Using the information
[1] From the passage on body water balance, list every two-word term that begins with the word "blood."
[2] Continue the passage on body water balance from its last sentence.

====== Document section

The volume of metabolic water formed in the body depends entirely on the level of aerobic respiration, which reflects the demand for ATP (Adenosine triphosphate is the energy packets in your cells that is essential for life and your body to function) in body cells. When more ATP is produced, more water is formed. Body water gain is regulated mainly by the volume of water intake or how much fluid you drink. An area in the hypothalamus known as the thirst center governs the urge to drink.

When water loss is greater than water gain, dehydration—a decrease in volume and an increase in osmolarity of body fluids— occurs. A decrease in blood volume causes blood pressure to fall. Increased activity from osmoreceptors in the hypothalamus, triggered by increased blood osmolarity, stimulates the thirst center in the hypothalamus (Figure 5).

============
====== Supplied material

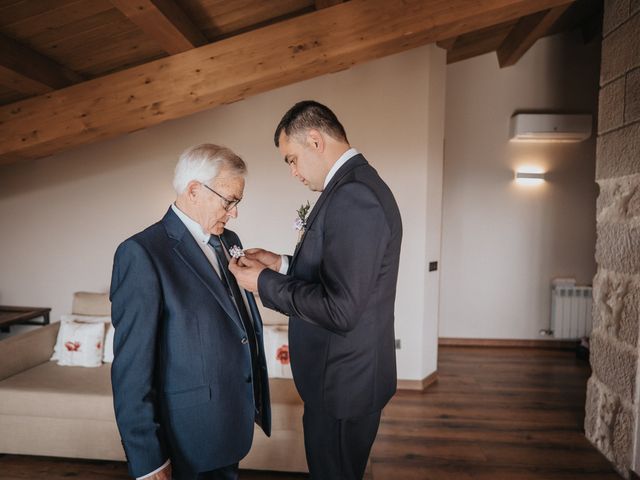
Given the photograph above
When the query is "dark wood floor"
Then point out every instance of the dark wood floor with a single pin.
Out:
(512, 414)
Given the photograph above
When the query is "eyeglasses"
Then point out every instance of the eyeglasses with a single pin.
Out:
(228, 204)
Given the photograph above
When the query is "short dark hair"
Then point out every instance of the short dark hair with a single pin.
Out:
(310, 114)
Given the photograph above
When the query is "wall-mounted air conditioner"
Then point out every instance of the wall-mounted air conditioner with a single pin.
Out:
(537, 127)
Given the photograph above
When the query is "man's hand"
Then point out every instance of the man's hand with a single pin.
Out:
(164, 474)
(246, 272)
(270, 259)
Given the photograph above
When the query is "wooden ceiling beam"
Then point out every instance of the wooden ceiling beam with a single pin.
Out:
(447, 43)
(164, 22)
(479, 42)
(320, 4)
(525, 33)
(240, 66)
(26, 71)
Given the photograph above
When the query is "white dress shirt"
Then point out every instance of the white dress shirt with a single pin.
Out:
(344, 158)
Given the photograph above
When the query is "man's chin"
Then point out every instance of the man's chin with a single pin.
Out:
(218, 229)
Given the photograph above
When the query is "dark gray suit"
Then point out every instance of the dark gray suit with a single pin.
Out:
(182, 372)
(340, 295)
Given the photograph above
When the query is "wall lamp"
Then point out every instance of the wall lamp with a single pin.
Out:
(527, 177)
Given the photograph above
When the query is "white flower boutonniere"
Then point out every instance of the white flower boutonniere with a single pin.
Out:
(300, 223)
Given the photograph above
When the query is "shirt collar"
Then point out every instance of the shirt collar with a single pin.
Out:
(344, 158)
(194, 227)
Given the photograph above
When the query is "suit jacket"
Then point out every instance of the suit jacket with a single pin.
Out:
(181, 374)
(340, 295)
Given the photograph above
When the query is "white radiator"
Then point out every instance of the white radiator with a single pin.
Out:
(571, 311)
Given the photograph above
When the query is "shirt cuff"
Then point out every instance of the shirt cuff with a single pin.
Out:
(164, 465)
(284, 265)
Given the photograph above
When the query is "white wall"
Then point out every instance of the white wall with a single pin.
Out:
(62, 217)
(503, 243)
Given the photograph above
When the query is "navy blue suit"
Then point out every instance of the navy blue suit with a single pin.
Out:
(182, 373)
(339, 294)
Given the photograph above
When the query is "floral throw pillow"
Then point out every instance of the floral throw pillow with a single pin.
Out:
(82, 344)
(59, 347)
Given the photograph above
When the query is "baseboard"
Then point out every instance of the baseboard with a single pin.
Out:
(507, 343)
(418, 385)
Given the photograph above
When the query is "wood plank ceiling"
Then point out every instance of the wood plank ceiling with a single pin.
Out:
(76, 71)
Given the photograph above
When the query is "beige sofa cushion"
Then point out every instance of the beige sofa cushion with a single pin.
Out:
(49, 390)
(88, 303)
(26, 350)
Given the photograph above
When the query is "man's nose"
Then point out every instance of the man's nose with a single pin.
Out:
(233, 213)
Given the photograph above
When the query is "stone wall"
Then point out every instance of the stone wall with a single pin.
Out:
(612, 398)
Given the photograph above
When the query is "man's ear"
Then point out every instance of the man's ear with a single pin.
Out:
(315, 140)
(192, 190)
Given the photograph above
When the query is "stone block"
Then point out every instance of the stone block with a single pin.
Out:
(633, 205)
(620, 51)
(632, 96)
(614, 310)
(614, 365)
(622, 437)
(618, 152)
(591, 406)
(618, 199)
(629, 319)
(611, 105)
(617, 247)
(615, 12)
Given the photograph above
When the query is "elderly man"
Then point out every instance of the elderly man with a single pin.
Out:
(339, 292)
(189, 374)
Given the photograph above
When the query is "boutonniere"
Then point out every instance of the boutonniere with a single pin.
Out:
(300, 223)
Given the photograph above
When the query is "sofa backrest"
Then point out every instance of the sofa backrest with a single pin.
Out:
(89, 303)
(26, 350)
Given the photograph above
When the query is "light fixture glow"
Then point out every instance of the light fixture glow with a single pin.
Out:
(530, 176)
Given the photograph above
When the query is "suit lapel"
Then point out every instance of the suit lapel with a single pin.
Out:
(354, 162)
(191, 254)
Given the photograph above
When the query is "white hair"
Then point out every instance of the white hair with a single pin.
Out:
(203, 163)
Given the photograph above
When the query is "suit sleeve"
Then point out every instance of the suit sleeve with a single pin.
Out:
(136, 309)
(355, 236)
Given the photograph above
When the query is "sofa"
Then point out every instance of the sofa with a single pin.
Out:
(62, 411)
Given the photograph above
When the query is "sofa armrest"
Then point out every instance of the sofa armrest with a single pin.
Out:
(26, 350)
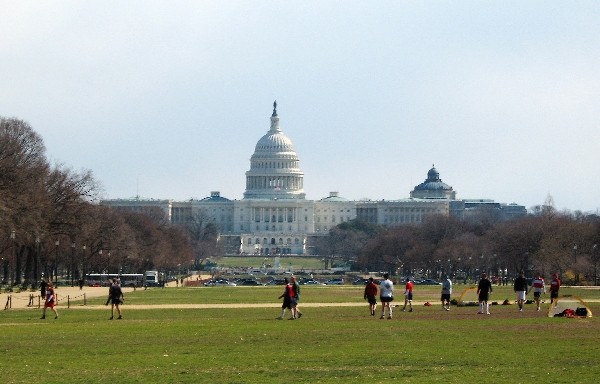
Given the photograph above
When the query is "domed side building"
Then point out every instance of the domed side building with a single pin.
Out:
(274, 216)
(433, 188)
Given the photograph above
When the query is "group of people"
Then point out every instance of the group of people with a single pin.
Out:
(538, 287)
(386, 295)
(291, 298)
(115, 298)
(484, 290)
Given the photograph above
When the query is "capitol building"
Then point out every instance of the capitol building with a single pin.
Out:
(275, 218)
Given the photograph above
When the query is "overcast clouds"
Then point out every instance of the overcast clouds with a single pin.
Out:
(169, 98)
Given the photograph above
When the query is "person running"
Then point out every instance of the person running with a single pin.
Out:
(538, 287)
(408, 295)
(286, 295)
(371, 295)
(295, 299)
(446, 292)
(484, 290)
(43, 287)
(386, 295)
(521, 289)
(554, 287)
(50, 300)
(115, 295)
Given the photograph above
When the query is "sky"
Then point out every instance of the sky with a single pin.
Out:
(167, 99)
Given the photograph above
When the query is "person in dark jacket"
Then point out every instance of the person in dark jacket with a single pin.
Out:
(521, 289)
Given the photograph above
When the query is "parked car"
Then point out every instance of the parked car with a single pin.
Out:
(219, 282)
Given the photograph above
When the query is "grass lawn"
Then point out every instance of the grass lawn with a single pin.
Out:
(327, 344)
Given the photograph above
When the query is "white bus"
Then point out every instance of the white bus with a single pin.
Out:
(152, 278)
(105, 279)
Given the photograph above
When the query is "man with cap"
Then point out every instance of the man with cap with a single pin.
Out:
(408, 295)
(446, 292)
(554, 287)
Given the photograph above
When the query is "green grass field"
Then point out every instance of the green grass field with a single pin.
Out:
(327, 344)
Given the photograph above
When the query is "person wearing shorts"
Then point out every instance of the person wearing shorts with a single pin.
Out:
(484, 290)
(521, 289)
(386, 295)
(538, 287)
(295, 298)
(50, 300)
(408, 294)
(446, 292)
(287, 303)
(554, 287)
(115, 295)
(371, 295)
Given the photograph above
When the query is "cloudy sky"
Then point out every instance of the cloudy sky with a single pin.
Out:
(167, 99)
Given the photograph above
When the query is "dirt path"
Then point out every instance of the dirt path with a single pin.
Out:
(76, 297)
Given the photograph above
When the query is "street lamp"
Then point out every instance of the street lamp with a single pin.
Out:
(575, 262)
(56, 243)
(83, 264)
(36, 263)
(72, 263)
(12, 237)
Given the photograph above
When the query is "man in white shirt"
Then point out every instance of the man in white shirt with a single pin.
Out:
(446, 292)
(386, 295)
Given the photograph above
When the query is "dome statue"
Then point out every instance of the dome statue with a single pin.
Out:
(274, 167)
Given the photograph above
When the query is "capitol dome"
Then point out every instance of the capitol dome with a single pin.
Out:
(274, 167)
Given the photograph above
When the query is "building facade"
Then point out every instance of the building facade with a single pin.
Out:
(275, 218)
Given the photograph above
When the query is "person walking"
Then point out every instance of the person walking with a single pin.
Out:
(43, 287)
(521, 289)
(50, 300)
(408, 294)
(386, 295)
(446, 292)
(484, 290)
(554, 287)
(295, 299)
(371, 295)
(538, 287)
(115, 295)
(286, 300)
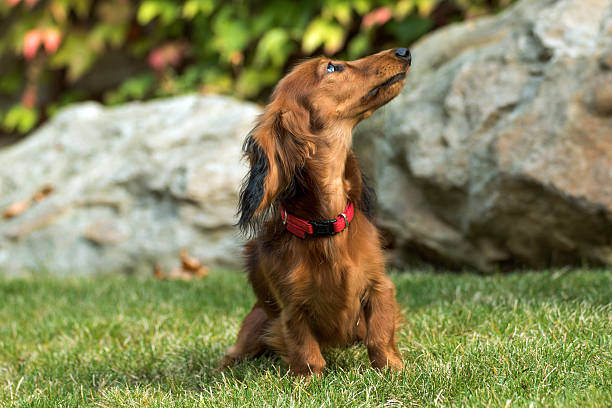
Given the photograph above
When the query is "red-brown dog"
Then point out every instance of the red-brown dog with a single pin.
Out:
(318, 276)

============
====== Supplied material

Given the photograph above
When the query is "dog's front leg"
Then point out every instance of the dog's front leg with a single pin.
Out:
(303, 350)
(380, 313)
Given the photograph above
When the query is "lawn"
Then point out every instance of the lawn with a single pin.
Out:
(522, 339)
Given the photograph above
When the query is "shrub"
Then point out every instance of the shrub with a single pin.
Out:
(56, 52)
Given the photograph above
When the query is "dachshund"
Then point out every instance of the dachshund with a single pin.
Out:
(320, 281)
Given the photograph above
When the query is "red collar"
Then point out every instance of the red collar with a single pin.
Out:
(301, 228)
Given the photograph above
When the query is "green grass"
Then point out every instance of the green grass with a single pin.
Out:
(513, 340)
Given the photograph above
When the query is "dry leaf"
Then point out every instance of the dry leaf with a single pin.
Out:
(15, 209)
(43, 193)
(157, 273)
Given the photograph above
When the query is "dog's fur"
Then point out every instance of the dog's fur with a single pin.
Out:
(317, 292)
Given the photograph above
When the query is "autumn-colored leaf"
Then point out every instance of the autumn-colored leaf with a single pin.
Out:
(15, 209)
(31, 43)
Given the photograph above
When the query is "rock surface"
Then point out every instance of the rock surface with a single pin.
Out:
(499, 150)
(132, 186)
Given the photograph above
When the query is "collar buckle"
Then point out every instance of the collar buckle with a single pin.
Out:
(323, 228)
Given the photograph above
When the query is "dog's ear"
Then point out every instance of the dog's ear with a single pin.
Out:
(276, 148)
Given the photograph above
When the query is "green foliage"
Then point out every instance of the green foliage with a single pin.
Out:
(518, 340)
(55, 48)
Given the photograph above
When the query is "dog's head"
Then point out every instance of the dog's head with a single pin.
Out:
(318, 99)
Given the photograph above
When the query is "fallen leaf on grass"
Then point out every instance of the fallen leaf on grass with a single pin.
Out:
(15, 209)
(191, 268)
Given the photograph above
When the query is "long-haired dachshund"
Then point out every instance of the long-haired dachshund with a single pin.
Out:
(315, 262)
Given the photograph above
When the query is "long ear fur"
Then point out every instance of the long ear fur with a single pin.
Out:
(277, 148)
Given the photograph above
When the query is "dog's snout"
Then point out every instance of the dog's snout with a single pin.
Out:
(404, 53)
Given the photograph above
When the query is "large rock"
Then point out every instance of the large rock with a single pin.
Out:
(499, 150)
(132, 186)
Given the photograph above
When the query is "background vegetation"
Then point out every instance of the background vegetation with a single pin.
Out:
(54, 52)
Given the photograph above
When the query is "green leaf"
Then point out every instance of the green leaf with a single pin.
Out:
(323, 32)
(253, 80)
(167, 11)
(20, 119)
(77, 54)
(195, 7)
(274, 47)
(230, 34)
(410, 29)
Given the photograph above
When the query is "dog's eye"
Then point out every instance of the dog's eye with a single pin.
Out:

============
====== Supplied material

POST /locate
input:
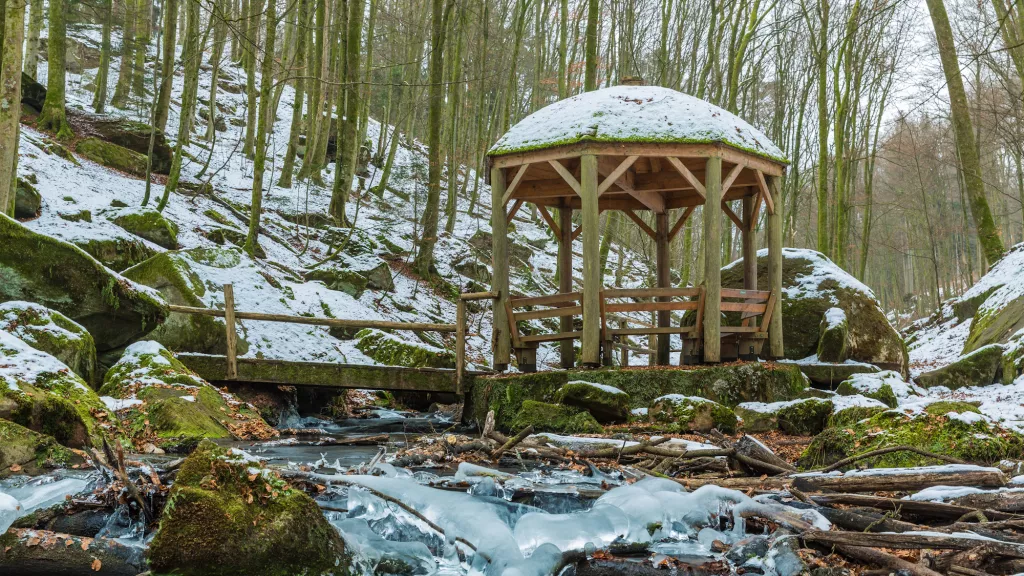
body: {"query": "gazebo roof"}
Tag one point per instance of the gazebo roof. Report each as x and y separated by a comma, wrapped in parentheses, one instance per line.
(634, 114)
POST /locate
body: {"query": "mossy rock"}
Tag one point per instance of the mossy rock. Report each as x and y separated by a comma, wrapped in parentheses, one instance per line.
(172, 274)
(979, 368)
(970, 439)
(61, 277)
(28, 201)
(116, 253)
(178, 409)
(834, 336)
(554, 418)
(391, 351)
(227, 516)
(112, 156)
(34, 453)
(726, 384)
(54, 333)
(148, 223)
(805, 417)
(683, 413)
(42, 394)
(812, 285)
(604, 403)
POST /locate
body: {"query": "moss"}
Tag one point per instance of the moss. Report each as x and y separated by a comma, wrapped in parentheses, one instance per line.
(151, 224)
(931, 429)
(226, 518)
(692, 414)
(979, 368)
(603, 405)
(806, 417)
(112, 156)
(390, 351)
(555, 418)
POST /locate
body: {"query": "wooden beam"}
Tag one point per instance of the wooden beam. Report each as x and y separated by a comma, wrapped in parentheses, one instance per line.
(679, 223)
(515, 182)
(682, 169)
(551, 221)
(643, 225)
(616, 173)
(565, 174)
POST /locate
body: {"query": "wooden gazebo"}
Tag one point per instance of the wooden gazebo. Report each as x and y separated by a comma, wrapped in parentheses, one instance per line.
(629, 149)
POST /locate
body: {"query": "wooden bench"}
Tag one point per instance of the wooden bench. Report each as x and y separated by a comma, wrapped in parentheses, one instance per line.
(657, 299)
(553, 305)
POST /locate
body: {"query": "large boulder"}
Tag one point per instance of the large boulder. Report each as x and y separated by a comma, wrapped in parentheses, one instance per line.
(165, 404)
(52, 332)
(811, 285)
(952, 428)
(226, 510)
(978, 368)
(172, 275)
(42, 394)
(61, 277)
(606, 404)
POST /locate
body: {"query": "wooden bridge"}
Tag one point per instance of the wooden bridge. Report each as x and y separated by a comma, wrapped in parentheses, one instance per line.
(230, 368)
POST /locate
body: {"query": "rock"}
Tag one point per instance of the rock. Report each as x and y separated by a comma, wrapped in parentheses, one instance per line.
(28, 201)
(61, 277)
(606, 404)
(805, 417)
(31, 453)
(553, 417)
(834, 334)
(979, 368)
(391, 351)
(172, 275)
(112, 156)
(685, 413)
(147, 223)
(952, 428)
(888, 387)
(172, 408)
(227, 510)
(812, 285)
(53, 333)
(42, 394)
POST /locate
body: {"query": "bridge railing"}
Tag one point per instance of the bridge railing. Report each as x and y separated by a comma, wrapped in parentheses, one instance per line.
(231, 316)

============

Numbered responses
[1] blood volume, blood pressure, blood osmolarity

[2]
Other signals that stimulate the thirst center come from:

  1. Volume receptors in the atria that detect the decrease in blood volume,
  2. Baroreceptors in blood vessels that detect the decrease in blood pressure,
  3. Angiotensin II that is formed due to activation of the renin-angiotensin-aldosterone pathway by the decrease in blood pressure, and
  4. Neurons in the mouth that detect dryness due to a decreased flow of saliva. As a result of these stimuli, the sensation of thirst increases, which usually leads to increased fluid intake (as long as fluids are available) and restoration of normal fluid volume.

Overall, fluid gain balances fluid loss. Sometimes, however, the sensation of thirst does not occur quickly enough or access to fluids is restricted, and significant dehydration ensues. This happens most oft en in elderly people, in infants, and in those who are in a confused mental state. When heavy sweating or fluid loss from diarrhea or vomiting occurs, it is wise to start replacing body fluids by drinking fluids even before the sensation of thirst occurs.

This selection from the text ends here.